> _Your assignment_
Could you reproduce, from the records below, everything from the line with "Circle any barrier fence leg in the image." down to the line with "Circle any white building in the image.", keeping both of those lines and changing nothing?

> _Provided records_
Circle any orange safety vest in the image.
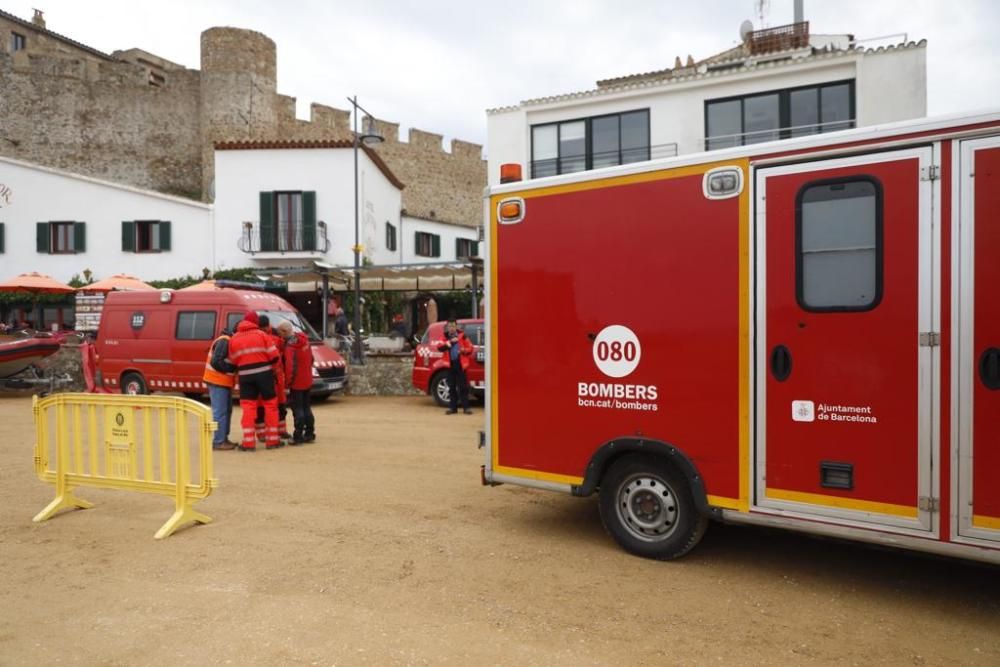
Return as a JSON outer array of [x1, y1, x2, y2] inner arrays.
[[203, 334, 236, 388]]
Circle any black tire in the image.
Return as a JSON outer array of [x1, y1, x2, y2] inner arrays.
[[312, 392, 332, 402], [183, 392, 204, 401], [430, 371, 450, 407], [121, 372, 148, 395], [598, 454, 708, 560]]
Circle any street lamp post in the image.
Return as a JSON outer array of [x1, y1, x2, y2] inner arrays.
[[349, 95, 384, 365]]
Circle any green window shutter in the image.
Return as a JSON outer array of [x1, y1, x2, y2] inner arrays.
[[74, 222, 86, 253], [122, 221, 135, 252], [414, 231, 420, 254], [159, 221, 171, 251], [471, 241, 479, 257], [431, 234, 440, 257], [301, 191, 317, 251], [259, 191, 275, 251], [36, 222, 49, 253], [455, 238, 461, 259], [0, 223, 5, 253]]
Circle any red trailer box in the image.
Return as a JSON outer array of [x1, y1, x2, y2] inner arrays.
[[412, 318, 485, 406], [484, 110, 1000, 565], [95, 288, 347, 398]]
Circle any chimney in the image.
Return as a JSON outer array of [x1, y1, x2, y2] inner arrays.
[[32, 9, 46, 29], [794, 0, 804, 24]]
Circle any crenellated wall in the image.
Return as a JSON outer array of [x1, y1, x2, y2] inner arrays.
[[0, 15, 486, 228]]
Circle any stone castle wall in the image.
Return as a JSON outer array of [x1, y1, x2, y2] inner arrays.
[[0, 19, 486, 226]]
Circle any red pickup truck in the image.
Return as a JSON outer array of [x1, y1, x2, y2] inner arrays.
[[412, 319, 484, 406]]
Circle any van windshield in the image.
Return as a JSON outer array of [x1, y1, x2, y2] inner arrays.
[[258, 310, 322, 343]]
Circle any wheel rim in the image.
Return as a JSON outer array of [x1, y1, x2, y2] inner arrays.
[[616, 472, 679, 542], [435, 379, 450, 403], [124, 379, 141, 395]]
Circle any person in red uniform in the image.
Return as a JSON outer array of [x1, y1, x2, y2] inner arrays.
[[435, 319, 474, 415], [255, 315, 290, 446], [226, 311, 281, 451], [278, 321, 316, 443]]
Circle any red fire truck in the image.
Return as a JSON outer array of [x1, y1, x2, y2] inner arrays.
[[483, 110, 1000, 564]]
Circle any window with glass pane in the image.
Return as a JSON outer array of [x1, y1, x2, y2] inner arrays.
[[559, 121, 586, 174], [621, 111, 649, 164], [531, 125, 558, 178], [275, 192, 303, 251], [51, 222, 74, 253], [789, 88, 819, 137], [176, 311, 218, 340], [591, 116, 620, 169], [798, 179, 881, 311], [821, 84, 852, 132], [706, 100, 742, 150], [744, 94, 780, 144]]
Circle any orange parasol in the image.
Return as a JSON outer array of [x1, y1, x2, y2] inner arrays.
[[78, 273, 155, 293], [0, 272, 75, 294], [179, 280, 219, 291]]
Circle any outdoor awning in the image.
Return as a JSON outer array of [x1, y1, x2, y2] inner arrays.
[[254, 260, 483, 293]]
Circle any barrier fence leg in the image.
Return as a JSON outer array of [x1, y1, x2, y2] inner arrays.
[[34, 400, 94, 523], [154, 409, 211, 539]]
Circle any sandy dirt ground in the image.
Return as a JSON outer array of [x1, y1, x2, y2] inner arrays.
[[1, 393, 998, 665]]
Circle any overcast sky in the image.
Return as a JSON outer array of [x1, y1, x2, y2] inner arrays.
[[6, 0, 999, 153]]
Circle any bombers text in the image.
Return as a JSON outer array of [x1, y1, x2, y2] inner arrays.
[[578, 382, 658, 401]]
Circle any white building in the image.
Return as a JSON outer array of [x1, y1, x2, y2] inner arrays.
[[487, 20, 926, 184], [0, 155, 212, 282], [213, 141, 480, 270]]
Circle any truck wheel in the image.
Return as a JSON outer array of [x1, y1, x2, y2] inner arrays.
[[430, 372, 450, 407], [121, 372, 148, 395], [598, 455, 708, 560]]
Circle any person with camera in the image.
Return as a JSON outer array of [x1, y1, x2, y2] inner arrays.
[[435, 319, 474, 415]]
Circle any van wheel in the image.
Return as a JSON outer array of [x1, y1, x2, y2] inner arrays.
[[430, 372, 450, 407], [183, 392, 203, 401], [121, 372, 148, 395], [598, 455, 708, 560]]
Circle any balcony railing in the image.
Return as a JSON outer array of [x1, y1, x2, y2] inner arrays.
[[747, 21, 810, 55], [704, 118, 855, 151], [238, 221, 329, 254]]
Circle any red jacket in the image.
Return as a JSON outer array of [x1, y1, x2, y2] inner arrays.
[[263, 327, 287, 398], [227, 320, 278, 377], [435, 329, 474, 372], [284, 331, 314, 390]]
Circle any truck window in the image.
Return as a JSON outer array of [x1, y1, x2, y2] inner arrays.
[[176, 311, 217, 340], [796, 177, 882, 312], [463, 323, 484, 345]]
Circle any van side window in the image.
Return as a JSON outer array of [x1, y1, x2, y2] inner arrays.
[[226, 312, 244, 333], [796, 177, 882, 312], [176, 311, 217, 340], [463, 323, 484, 345]]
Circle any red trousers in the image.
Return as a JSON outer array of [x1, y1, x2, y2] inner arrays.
[[240, 396, 278, 449]]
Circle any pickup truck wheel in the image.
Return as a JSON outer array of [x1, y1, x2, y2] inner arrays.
[[121, 372, 148, 395], [598, 455, 707, 560], [430, 372, 450, 407]]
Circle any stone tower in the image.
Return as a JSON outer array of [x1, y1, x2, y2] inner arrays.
[[199, 27, 280, 197]]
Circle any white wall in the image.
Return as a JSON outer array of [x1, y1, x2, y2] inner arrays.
[[0, 156, 211, 282], [856, 46, 926, 125], [213, 147, 402, 271], [397, 215, 479, 265], [487, 46, 927, 185]]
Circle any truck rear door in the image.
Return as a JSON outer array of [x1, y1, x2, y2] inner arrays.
[[755, 147, 936, 533]]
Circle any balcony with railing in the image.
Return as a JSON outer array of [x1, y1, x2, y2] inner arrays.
[[747, 21, 810, 55], [237, 220, 330, 257]]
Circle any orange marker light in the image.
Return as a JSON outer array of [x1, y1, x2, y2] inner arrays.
[[499, 201, 521, 220], [500, 163, 522, 184]]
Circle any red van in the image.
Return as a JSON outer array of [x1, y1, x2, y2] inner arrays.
[[95, 287, 347, 398], [412, 318, 484, 406]]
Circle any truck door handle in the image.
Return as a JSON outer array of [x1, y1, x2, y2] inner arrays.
[[980, 347, 1000, 390], [770, 344, 792, 382]]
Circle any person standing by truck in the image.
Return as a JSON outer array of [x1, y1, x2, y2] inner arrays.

> _Solution for this exercise_
Circle any barrier fence leg in the image.
Return as a JSON outer array of [x1, y1, x2, y2] inner arrays.
[[34, 400, 94, 523], [154, 409, 211, 539]]
Circle any sandy dirt ground in the image.
Return as a JSON outer array of [x1, y1, x2, y2] inner arrays.
[[1, 393, 998, 665]]
Circle any overcast sky in the image.
Return as a JSON outer array of [x1, y1, x2, y2] inner arrays.
[[6, 0, 999, 153]]
Circle any bombers text in the image.
Return as a JSON outer array of [x1, y1, x2, y2] inner arrays.
[[578, 382, 658, 401]]
Circle any white building in the image.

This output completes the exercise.